◆ **Work request**: Starting with the line that contains "<point>693,571</point>" and stopping after the line that contains "<point>342,792</point>", copy the entries below exactly. Include nothing else.

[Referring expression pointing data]
__________________________________________________

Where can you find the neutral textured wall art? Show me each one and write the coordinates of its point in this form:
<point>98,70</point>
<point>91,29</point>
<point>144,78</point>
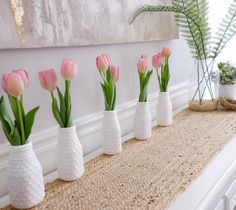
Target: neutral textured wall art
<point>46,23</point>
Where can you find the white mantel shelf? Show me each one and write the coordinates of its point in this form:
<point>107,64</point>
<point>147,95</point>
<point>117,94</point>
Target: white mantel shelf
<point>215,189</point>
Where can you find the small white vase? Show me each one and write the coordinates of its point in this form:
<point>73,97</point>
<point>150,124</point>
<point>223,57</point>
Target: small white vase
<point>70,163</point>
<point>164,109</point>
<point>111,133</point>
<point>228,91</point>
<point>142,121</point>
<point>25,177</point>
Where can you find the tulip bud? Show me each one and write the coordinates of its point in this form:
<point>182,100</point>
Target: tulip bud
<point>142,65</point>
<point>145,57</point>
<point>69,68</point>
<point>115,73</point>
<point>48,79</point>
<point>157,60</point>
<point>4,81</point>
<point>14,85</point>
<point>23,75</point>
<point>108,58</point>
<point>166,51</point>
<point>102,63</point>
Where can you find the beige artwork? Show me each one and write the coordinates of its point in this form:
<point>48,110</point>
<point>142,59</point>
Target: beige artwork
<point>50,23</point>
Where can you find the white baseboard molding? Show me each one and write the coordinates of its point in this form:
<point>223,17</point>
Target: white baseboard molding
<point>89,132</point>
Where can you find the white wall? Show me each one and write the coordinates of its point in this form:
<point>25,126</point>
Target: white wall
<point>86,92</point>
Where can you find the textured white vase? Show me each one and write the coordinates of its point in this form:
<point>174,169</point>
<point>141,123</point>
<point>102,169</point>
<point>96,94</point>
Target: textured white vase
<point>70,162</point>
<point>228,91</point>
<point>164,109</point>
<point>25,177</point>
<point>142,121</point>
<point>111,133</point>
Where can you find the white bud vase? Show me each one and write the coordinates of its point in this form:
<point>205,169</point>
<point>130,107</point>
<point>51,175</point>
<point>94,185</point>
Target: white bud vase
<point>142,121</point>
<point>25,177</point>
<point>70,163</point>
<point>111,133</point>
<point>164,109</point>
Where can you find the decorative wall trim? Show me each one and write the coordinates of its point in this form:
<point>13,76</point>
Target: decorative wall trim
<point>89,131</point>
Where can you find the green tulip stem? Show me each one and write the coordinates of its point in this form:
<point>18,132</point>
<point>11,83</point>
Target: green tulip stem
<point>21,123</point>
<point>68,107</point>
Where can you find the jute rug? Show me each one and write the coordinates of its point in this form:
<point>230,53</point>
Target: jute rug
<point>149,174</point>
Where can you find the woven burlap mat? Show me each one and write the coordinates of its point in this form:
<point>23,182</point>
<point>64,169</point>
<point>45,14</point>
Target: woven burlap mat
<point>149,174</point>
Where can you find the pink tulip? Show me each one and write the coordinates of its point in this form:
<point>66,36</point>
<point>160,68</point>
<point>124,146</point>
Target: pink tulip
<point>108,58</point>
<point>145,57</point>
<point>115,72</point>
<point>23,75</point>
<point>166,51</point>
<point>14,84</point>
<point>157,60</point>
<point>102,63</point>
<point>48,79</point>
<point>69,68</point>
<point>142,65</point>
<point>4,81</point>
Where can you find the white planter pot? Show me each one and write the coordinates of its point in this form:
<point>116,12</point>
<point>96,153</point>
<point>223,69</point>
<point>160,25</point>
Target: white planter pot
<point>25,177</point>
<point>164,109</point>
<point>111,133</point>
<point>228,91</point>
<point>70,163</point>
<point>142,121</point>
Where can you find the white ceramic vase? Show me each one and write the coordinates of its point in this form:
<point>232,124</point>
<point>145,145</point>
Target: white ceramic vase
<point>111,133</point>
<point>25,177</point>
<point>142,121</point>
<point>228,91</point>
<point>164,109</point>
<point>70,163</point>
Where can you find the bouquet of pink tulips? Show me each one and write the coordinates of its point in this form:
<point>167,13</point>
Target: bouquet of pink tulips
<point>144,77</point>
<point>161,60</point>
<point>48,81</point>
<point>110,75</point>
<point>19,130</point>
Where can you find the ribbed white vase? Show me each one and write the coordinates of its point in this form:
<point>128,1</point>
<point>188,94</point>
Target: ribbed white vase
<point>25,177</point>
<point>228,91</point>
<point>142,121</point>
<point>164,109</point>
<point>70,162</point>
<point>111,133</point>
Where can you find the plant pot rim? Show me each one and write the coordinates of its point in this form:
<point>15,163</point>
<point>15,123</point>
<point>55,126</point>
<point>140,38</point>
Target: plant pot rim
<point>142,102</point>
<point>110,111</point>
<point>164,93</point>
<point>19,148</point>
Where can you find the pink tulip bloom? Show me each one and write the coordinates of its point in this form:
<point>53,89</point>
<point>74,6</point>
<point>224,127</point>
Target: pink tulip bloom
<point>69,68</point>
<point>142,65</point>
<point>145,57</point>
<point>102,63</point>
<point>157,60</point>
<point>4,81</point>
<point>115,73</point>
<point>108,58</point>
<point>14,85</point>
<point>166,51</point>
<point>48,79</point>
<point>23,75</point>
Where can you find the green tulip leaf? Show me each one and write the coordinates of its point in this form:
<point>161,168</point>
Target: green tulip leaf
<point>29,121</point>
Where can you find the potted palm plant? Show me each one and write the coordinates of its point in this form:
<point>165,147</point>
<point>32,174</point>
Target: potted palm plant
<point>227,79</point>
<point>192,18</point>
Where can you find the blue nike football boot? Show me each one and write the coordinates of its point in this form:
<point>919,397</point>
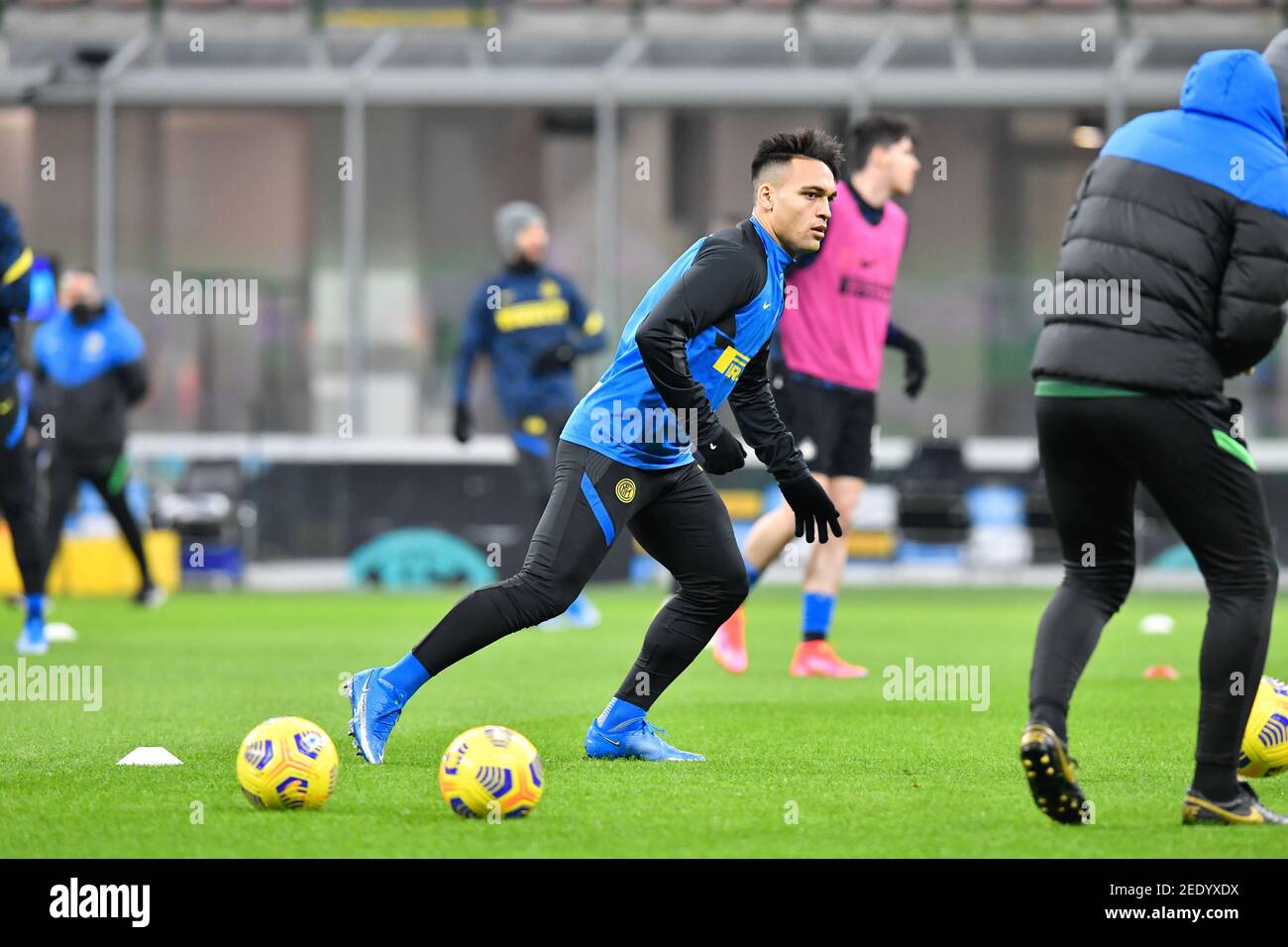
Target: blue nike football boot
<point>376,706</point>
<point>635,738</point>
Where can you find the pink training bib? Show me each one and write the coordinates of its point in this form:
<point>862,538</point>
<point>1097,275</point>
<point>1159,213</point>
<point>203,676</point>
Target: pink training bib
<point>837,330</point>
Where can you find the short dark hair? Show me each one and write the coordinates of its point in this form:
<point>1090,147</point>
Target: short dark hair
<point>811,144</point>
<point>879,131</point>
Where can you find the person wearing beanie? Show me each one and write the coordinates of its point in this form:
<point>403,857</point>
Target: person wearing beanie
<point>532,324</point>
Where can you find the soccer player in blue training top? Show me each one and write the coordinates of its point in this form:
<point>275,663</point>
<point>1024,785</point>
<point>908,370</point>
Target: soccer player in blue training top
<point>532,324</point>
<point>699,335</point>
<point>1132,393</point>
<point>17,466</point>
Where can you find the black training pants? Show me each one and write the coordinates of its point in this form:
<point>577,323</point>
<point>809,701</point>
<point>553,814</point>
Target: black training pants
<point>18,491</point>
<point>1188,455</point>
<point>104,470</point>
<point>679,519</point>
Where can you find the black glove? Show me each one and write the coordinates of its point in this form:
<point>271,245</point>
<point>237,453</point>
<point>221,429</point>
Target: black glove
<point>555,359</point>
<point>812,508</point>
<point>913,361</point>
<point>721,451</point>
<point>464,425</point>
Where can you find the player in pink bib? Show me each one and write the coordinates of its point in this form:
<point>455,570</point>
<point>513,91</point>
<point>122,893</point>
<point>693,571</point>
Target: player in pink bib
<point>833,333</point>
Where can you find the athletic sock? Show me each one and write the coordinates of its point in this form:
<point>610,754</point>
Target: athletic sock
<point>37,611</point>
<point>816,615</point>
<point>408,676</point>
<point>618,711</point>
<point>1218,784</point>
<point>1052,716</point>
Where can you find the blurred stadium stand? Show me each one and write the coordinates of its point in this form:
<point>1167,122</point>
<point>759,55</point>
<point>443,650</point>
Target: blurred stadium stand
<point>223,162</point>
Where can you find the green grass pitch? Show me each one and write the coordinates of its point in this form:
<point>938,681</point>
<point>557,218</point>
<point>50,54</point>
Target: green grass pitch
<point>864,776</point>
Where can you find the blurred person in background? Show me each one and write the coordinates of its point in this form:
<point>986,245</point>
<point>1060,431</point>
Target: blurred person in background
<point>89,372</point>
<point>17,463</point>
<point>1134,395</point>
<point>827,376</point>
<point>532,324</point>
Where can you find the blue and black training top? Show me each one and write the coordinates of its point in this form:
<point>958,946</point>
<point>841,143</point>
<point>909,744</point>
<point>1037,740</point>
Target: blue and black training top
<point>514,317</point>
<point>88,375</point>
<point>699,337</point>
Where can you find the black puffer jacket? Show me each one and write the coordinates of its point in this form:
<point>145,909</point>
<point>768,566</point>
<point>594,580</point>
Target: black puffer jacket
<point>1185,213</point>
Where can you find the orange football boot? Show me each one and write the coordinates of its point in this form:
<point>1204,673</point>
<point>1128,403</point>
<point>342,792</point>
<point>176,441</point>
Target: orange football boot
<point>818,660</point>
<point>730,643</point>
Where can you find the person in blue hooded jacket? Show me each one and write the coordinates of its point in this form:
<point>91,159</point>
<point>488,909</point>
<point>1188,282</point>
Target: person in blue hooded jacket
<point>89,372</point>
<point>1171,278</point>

__________________________________________________

◆ **Result of this task**:
<point>693,571</point>
Target: player in pink bib
<point>833,333</point>
Where can you find the athletic sock? Show me each one and write the coordinates of its point in this form:
<point>610,754</point>
Target: athletic sock
<point>37,611</point>
<point>816,615</point>
<point>408,676</point>
<point>618,711</point>
<point>1218,784</point>
<point>1052,716</point>
Where can you find the blurred stadium stand? Show me each one and write the coordinates of its point in this form:
<point>1167,122</point>
<point>759,55</point>
<point>443,650</point>
Target: blurred stadium stand
<point>223,162</point>
Where can you find the green grass pitch? Show me each one and write the coordinates of its point in this form:
<point>938,681</point>
<point>557,218</point>
<point>50,54</point>
Target: green grass pitch
<point>864,776</point>
Where can you find the blurred person in background? Show me each one and write the coordinates of its point in this form:
<point>986,245</point>
<point>1060,431</point>
Target: blurred person in background
<point>89,372</point>
<point>17,463</point>
<point>1134,395</point>
<point>827,376</point>
<point>532,324</point>
Where can you find the blue and black training top? Show me each one and write the coordinates of its point in this form:
<point>958,946</point>
<point>841,143</point>
<point>909,744</point>
<point>1037,740</point>
Target: blue and black training top
<point>514,317</point>
<point>88,375</point>
<point>699,337</point>
Where can you find the black puffer jacket? Show me each one and write the coordinates of its point in this form:
<point>145,909</point>
<point>768,566</point>
<point>594,580</point>
Target: black puffer jacket
<point>1185,213</point>
Where can you find the orange football boot? Show me each one and write the coordinates of its point in this form:
<point>1204,673</point>
<point>1128,403</point>
<point>342,792</point>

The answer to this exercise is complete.